— start —
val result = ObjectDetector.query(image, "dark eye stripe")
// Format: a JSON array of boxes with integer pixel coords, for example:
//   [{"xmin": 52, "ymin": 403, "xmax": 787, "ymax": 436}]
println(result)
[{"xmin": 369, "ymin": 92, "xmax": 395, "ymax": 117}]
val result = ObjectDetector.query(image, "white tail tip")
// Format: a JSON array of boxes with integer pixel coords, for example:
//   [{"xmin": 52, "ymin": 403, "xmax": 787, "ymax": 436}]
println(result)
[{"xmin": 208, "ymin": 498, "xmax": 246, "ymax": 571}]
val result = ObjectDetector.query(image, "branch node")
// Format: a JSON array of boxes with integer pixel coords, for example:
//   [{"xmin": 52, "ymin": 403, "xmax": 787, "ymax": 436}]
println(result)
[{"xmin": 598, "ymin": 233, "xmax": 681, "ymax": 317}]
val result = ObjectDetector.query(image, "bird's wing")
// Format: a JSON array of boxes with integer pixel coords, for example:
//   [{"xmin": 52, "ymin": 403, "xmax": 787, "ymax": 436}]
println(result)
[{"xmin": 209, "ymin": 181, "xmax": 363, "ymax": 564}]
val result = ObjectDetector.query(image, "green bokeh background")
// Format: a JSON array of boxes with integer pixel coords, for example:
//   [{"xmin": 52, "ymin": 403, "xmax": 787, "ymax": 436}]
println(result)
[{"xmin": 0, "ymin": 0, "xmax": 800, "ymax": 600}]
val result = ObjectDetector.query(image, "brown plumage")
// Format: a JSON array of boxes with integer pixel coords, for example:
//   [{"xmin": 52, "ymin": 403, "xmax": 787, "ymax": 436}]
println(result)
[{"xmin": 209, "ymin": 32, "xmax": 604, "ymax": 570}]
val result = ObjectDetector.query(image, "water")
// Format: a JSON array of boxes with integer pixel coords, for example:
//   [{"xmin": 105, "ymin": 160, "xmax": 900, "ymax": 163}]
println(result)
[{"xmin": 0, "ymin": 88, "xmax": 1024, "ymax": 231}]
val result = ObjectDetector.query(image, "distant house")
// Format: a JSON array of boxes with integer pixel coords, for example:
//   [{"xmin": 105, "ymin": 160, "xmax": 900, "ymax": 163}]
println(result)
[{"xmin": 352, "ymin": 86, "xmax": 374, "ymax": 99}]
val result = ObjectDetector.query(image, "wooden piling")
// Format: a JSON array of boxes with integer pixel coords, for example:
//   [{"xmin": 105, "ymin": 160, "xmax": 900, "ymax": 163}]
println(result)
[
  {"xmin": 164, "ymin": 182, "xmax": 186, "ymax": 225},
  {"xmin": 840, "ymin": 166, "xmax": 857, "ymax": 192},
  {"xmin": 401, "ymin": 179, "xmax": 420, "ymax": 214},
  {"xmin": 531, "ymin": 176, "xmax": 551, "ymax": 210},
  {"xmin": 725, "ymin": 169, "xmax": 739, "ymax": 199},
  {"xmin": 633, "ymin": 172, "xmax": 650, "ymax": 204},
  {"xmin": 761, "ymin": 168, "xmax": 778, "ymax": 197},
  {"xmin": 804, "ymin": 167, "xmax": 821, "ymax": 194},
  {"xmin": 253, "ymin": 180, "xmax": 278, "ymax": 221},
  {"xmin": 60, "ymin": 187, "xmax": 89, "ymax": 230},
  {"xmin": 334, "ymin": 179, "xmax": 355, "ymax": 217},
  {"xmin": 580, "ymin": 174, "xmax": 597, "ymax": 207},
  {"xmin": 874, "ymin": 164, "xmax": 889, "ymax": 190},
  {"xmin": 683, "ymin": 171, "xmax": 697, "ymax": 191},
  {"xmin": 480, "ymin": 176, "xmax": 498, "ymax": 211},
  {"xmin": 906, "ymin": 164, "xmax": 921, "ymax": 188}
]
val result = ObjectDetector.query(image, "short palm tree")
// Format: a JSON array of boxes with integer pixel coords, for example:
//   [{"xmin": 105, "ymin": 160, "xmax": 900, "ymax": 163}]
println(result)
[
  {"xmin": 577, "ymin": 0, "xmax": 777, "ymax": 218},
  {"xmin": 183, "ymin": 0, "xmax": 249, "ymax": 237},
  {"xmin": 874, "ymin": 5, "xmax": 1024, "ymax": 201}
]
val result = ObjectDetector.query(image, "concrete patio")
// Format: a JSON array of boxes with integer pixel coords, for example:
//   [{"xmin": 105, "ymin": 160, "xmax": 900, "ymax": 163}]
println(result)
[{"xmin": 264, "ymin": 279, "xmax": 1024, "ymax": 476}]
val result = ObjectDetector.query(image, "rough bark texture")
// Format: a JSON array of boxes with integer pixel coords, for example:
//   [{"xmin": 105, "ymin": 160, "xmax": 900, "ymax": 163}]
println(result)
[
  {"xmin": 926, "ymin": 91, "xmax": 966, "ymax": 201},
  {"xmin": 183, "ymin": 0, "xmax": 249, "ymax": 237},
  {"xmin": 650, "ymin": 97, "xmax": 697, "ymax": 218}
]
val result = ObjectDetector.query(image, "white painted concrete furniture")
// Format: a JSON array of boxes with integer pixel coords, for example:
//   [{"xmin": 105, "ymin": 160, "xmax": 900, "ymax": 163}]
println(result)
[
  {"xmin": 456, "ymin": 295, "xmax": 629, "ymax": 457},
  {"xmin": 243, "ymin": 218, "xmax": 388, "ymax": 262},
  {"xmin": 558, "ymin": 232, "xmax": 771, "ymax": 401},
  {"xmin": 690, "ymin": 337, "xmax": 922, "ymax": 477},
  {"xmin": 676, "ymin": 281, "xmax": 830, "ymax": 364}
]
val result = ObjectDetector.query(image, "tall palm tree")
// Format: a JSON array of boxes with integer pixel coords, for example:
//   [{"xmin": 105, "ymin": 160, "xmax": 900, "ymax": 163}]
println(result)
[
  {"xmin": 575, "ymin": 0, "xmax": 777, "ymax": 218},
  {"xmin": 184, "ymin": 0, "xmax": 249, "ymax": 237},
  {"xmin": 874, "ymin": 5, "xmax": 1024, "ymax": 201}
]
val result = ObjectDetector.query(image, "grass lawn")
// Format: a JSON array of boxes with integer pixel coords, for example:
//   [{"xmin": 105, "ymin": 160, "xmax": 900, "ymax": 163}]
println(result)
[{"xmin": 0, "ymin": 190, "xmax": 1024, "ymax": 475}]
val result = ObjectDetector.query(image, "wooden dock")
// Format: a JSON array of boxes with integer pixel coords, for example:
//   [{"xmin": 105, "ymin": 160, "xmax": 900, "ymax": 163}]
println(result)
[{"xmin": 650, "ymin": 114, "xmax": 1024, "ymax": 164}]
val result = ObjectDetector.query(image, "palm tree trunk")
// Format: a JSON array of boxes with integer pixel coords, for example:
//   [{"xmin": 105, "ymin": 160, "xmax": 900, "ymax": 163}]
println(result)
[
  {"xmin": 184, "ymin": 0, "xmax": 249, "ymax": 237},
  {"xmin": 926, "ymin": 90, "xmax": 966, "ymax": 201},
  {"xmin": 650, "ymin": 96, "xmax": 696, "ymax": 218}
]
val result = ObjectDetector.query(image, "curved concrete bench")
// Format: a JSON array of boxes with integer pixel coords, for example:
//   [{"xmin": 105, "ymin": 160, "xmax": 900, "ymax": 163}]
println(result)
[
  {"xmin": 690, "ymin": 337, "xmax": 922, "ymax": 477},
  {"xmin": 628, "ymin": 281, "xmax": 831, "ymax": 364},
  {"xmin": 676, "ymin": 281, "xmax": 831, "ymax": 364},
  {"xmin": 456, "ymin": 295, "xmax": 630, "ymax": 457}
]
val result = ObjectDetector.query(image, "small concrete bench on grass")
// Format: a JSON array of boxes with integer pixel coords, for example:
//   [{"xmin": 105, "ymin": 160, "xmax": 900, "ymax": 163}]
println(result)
— end —
Please give every line of the entries above as a numbered list, leaving out any blank lines.

1. val result = ObjectDetector.query(image, "dark eye stripe")
2. // Format: a JSON array of boxes with integer pixel coords, for example:
3. //   [{"xmin": 52, "ymin": 403, "xmax": 787, "ymax": 436}]
4. println(result)
5. [{"xmin": 369, "ymin": 92, "xmax": 395, "ymax": 117}]
6. val result = ObjectDetector.query(image, "white tail tip")
7. // Format: a JSON array of boxes with integer pixel coords, for example:
8. //   [{"xmin": 52, "ymin": 403, "xmax": 787, "ymax": 436}]
9. println(result)
10. [{"xmin": 208, "ymin": 498, "xmax": 246, "ymax": 571}]
11. val result = ObjectDetector.query(image, "branch node")
12. // Format: a JSON array of boxes with integer pixel coords, for example:
13. //   [{"xmin": 52, "ymin": 403, "xmax": 787, "ymax": 436}]
14. println(result)
15. [{"xmin": 598, "ymin": 233, "xmax": 681, "ymax": 317}]
16. val result = ObjectDetector.query(image, "bird's wing")
17. // Format: a JSON array of boxes with integer pixel coords, for example:
18. //   [{"xmin": 52, "ymin": 403, "xmax": 787, "ymax": 436}]
19. println(result)
20. [{"xmin": 209, "ymin": 181, "xmax": 363, "ymax": 564}]
21. val result = ObjectDetector.query(image, "green bokeh background")
22. // Format: a JSON array of boxes with integer pixel coords, for example:
23. //   [{"xmin": 52, "ymin": 403, "xmax": 787, "ymax": 436}]
24. println(result)
25. [{"xmin": 0, "ymin": 0, "xmax": 800, "ymax": 600}]
26. val result = ObjectDetector.query(image, "brown plumage")
27. // Format: a JSON array of boxes with integer pixel coords, for example:
28. //   [{"xmin": 52, "ymin": 403, "xmax": 787, "ymax": 436}]
29. println(result)
30. [{"xmin": 209, "ymin": 32, "xmax": 604, "ymax": 570}]
31. val result = ObjectDetector.query(image, "water")
32. // Format: a JSON array of boxes with integer pixel coords, for example:
33. //   [{"xmin": 105, "ymin": 160, "xmax": 900, "ymax": 163}]
34. println(result)
35. [{"xmin": 0, "ymin": 88, "xmax": 1024, "ymax": 231}]
36. val result = ObjectDetector.query(image, "distant house")
37. // Format: a JSON array of boxes with integer pixel coords, for example:
38. //   [{"xmin": 105, "ymin": 160, "xmax": 900, "ymax": 163}]
39. println(result)
40. [{"xmin": 352, "ymin": 86, "xmax": 374, "ymax": 99}]
41. val result = ObjectDetector.query(image, "wooden piling")
42. // Format: a JSON array of boxes with integer pixel coords, for example:
43. //   [{"xmin": 105, "ymin": 160, "xmax": 900, "ymax": 163}]
44. println(result)
45. [
46.   {"xmin": 164, "ymin": 182, "xmax": 186, "ymax": 225},
47.   {"xmin": 840, "ymin": 166, "xmax": 857, "ymax": 192},
48.   {"xmin": 401, "ymin": 179, "xmax": 420, "ymax": 214},
49.   {"xmin": 531, "ymin": 176, "xmax": 551, "ymax": 210},
50.   {"xmin": 725, "ymin": 169, "xmax": 739, "ymax": 199},
51.   {"xmin": 633, "ymin": 172, "xmax": 650, "ymax": 204},
52.   {"xmin": 761, "ymin": 168, "xmax": 778, "ymax": 197},
53.   {"xmin": 804, "ymin": 167, "xmax": 821, "ymax": 194},
54.   {"xmin": 253, "ymin": 180, "xmax": 278, "ymax": 221},
55.   {"xmin": 60, "ymin": 187, "xmax": 89, "ymax": 230},
56.   {"xmin": 334, "ymin": 179, "xmax": 355, "ymax": 217},
57.   {"xmin": 580, "ymin": 174, "xmax": 597, "ymax": 207},
58.   {"xmin": 874, "ymin": 164, "xmax": 889, "ymax": 190},
59.   {"xmin": 683, "ymin": 171, "xmax": 697, "ymax": 191},
60.   {"xmin": 480, "ymin": 176, "xmax": 498, "ymax": 211},
61.   {"xmin": 906, "ymin": 164, "xmax": 921, "ymax": 188}
62. ]
63. val result = ObjectDetector.query(image, "short palm tree")
64. // Format: a JSON array of boxes with integer pixel coords, for example:
65. //   [{"xmin": 105, "ymin": 160, "xmax": 900, "ymax": 163}]
66. println(result)
67. [
68.   {"xmin": 577, "ymin": 0, "xmax": 777, "ymax": 218},
69.   {"xmin": 183, "ymin": 0, "xmax": 249, "ymax": 237},
70.   {"xmin": 874, "ymin": 5, "xmax": 1024, "ymax": 201}
71. ]
72. val result = ObjectDetector.query(image, "concrete patio")
73. // Format: a JSON array of boxes with integer pixel coords, for example:
74. //   [{"xmin": 105, "ymin": 160, "xmax": 900, "ymax": 163}]
75. println(result)
76. [{"xmin": 264, "ymin": 279, "xmax": 1024, "ymax": 476}]
77. val result = ObjectDetector.query(image, "rough bark texture")
78. // Format: a JSON array of boxes with integer pixel coords, for example:
79. //   [{"xmin": 105, "ymin": 160, "xmax": 900, "ymax": 163}]
80. println(result)
81. [
82.   {"xmin": 926, "ymin": 91, "xmax": 966, "ymax": 201},
83.   {"xmin": 183, "ymin": 0, "xmax": 249, "ymax": 237},
84.   {"xmin": 650, "ymin": 97, "xmax": 697, "ymax": 218}
85. ]
86. val result = ObjectDetector.query(image, "white painted concrete furniture")
87. // Format: a JSON array of boxes with integer pixel coords, for example:
88. //   [{"xmin": 105, "ymin": 160, "xmax": 900, "ymax": 163}]
89. println(result)
90. [
91.   {"xmin": 456, "ymin": 295, "xmax": 629, "ymax": 457},
92.   {"xmin": 243, "ymin": 218, "xmax": 388, "ymax": 262},
93.   {"xmin": 558, "ymin": 232, "xmax": 771, "ymax": 401},
94.   {"xmin": 690, "ymin": 337, "xmax": 922, "ymax": 477},
95.   {"xmin": 676, "ymin": 281, "xmax": 830, "ymax": 364}
96. ]
97. val result = ObjectDetector.query(image, "tall palm tree")
98. // Format: a JSON array of boxes with integer pixel coords, for example:
99. //   [{"xmin": 105, "ymin": 160, "xmax": 900, "ymax": 163}]
100. println(result)
101. [
102.   {"xmin": 575, "ymin": 0, "xmax": 777, "ymax": 218},
103.   {"xmin": 184, "ymin": 0, "xmax": 249, "ymax": 237},
104.   {"xmin": 874, "ymin": 5, "xmax": 1024, "ymax": 201}
105. ]
106. val result = ObjectDetector.query(image, "grass lawn")
107. // Format: a JSON array of boxes with integer pixel coords, for example:
108. //   [{"xmin": 105, "ymin": 160, "xmax": 900, "ymax": 163}]
109. println(result)
110. [{"xmin": 0, "ymin": 190, "xmax": 1024, "ymax": 475}]
111. val result = ObjectDetector.query(image, "wooden dock")
112. // Format: a JSON array of boxes with integer pixel coords, for example:
113. //   [{"xmin": 105, "ymin": 160, "xmax": 900, "ymax": 163}]
114. println(result)
115. [{"xmin": 650, "ymin": 114, "xmax": 1024, "ymax": 164}]
116. val result = ObjectDetector.query(image, "palm tree trunk")
117. // Format: a JSON array of boxes with integer pixel coords, for example:
118. //   [{"xmin": 105, "ymin": 160, "xmax": 900, "ymax": 163}]
119. println(result)
120. [
121.   {"xmin": 184, "ymin": 0, "xmax": 249, "ymax": 237},
122.   {"xmin": 926, "ymin": 90, "xmax": 966, "ymax": 201},
123.   {"xmin": 650, "ymin": 96, "xmax": 696, "ymax": 218}
124. ]
125. val result = ObjectDetector.query(image, "curved concrete bench")
126. // Format: a JSON array of boxes with integer pixel coords, for example:
127. //   [{"xmin": 105, "ymin": 160, "xmax": 900, "ymax": 163}]
128. println(result)
129. [
130.   {"xmin": 690, "ymin": 337, "xmax": 922, "ymax": 477},
131.   {"xmin": 628, "ymin": 281, "xmax": 831, "ymax": 364},
132.   {"xmin": 676, "ymin": 281, "xmax": 831, "ymax": 364},
133.   {"xmin": 456, "ymin": 295, "xmax": 630, "ymax": 457}
134. ]
135. val result = ObjectDetector.query(image, "small concrete bench on grass")
136. // Format: a JSON array of boxes with integer pixel coords, for example:
137. //   [{"xmin": 105, "ymin": 160, "xmax": 900, "ymax": 163}]
138. println(result)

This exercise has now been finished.